═════ SELECTION

In the early stage, the SR methods based on dictionary learning are pixel-wise, so the reconstruction results are not sufficiently accurate. Geng et al.39 introduced spatial context information into sparse representation, which leads to a spatially constrained dictionary learning method. Compared with the pixel-wise reconstruction methods, the introduced spatial context information can preserve the spatial structures and the physical connections in the image.

Manifold learning

Manifold learning is to find a low-dimensional manifold45,46,47,48,49,50 that can uniquely represent high-dimensional data. In this sense, hyperspectral data can be represented by a set of low-dimensional manifolds. With this prior knowledge, an SR model based on manifold learning is established.

══════════

- SHORT EXERCISE A
Can you retype the passage on super-resolution methods from "In the early" up to and including "learning is established."?
- SHORT EXERCISE B
Can you extend the passage on super-resolution methods, picking up right after its last sentence?
These items were taken from a separate source.

═════ DATA SUPPLIED

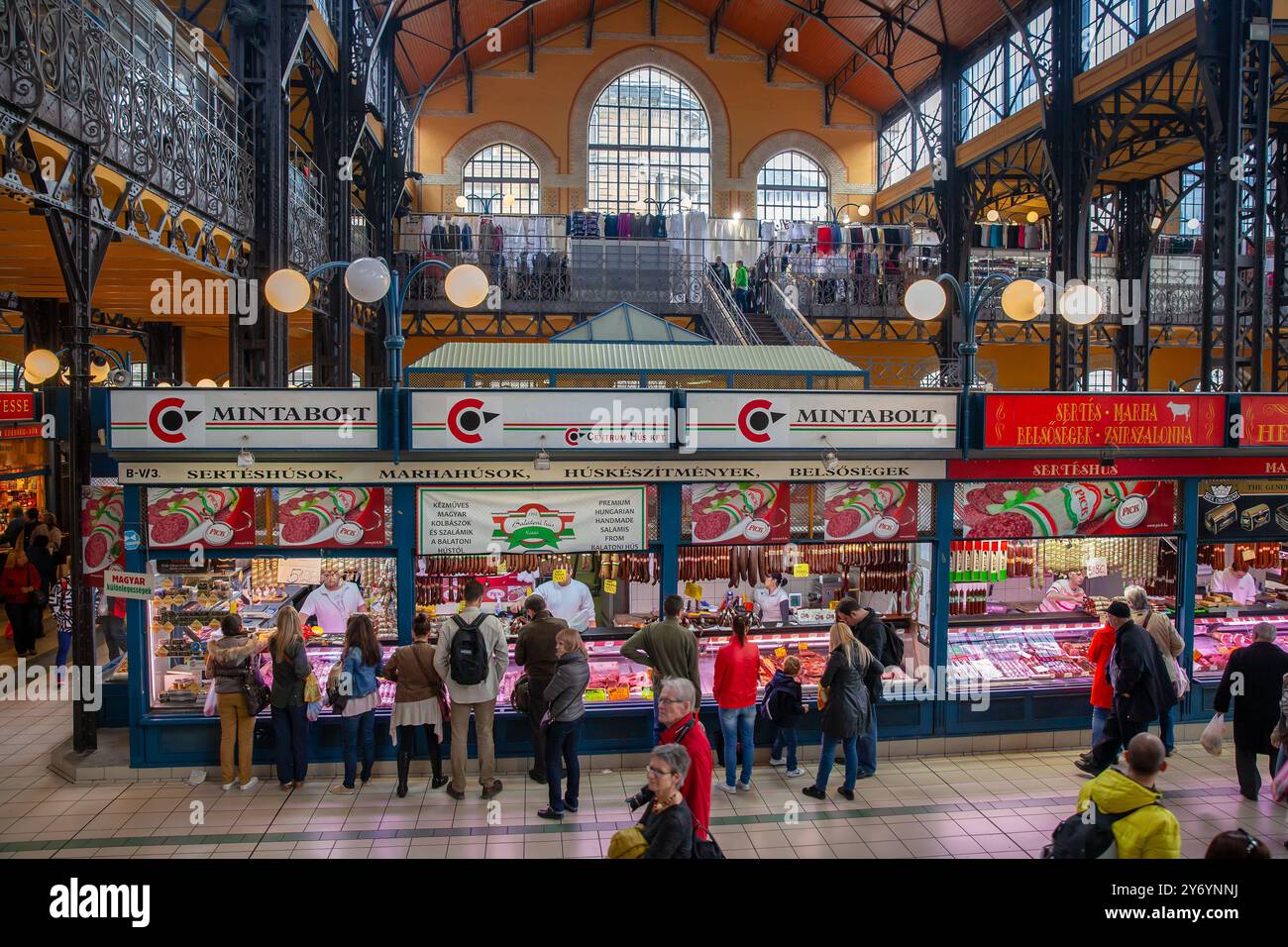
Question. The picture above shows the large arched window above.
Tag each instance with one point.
(649, 140)
(496, 171)
(791, 187)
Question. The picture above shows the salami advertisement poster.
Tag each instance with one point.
(1099, 420)
(555, 519)
(870, 509)
(1070, 508)
(1236, 510)
(331, 517)
(741, 513)
(102, 517)
(222, 517)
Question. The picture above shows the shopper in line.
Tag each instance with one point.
(228, 659)
(20, 583)
(1170, 643)
(846, 707)
(782, 706)
(668, 822)
(472, 657)
(1146, 830)
(735, 681)
(566, 702)
(1260, 668)
(1236, 845)
(670, 650)
(535, 652)
(359, 671)
(417, 702)
(1141, 688)
(290, 724)
(870, 629)
(678, 705)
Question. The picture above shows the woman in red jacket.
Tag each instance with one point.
(737, 672)
(17, 582)
(1102, 690)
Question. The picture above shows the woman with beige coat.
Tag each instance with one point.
(1170, 643)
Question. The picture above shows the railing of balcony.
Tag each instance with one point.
(119, 76)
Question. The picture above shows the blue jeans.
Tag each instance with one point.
(785, 737)
(291, 735)
(562, 741)
(868, 746)
(738, 725)
(352, 728)
(851, 762)
(1164, 727)
(1098, 723)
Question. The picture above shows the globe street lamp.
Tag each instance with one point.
(1021, 300)
(369, 279)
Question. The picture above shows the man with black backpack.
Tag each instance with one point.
(472, 657)
(1120, 814)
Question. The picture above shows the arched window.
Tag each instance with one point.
(303, 377)
(791, 187)
(501, 169)
(649, 140)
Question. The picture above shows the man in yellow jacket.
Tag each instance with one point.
(1150, 831)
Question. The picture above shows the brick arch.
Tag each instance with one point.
(684, 69)
(806, 145)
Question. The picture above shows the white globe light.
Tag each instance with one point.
(368, 279)
(287, 290)
(1081, 304)
(467, 286)
(1022, 300)
(925, 299)
(42, 365)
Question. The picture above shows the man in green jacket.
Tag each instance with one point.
(669, 648)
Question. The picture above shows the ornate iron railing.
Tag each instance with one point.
(117, 76)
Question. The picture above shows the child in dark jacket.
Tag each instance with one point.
(784, 709)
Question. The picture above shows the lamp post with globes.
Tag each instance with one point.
(1022, 300)
(369, 279)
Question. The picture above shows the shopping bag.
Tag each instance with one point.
(1212, 735)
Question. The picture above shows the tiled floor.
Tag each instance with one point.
(996, 805)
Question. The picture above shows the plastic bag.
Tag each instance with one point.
(1212, 735)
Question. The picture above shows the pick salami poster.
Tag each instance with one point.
(741, 513)
(222, 517)
(1065, 508)
(102, 517)
(870, 509)
(331, 517)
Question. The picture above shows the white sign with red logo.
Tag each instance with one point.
(184, 419)
(533, 419)
(819, 420)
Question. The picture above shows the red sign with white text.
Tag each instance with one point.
(1265, 420)
(1137, 421)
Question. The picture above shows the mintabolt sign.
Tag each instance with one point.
(1100, 420)
(681, 471)
(814, 420)
(587, 420)
(548, 519)
(194, 418)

══════════

- REPLY A
In the early stage, the SR methods based on dictionary learning are pixel-wise, so the reconstruction results are not sufficiently accurate. Geng et al.39 introduced spatial context information into sparse representation, which leads to a spatially constrained dictionary learning method. Compared with the pixel-wise reconstruction methods, the introduced spatial context information can preserve the spatial structures and the physical connections in the image.

Manifold learning

Manifold learning is to find a low-dimensional manifold45,46,47,48,49,50 that can uniquely represent high-dimensional data. In this sense, hyperspectral data can be represented by a set of low-dimensional manifolds. With this prior knowledge, an SR model based on manifold learning is established.

- REPLY B
SR manifold mapping

Jia et al. proposed a manifold learning method40 to simplify the three-to-many mapping problem into a three-to-three problem. An isometric mapping algorithm51 is used to reduce the dimensionality of the basis spectra to a three-dimensional subspace. This method can explore the systematic characteristics of hyperspectral images, which constrains the solution space to obtain more accurate solution. So far, the method is merely studied under the conditions of known illumination (sunlight) and known camera parameters.

Gaussian process

The base spectra are smooth functions of the wavelengths, so they can be approximately modelled by Gaussian functions or processes. Following this logic, the Gaussian processes52 are used to reconstruct spectral information from RGB images.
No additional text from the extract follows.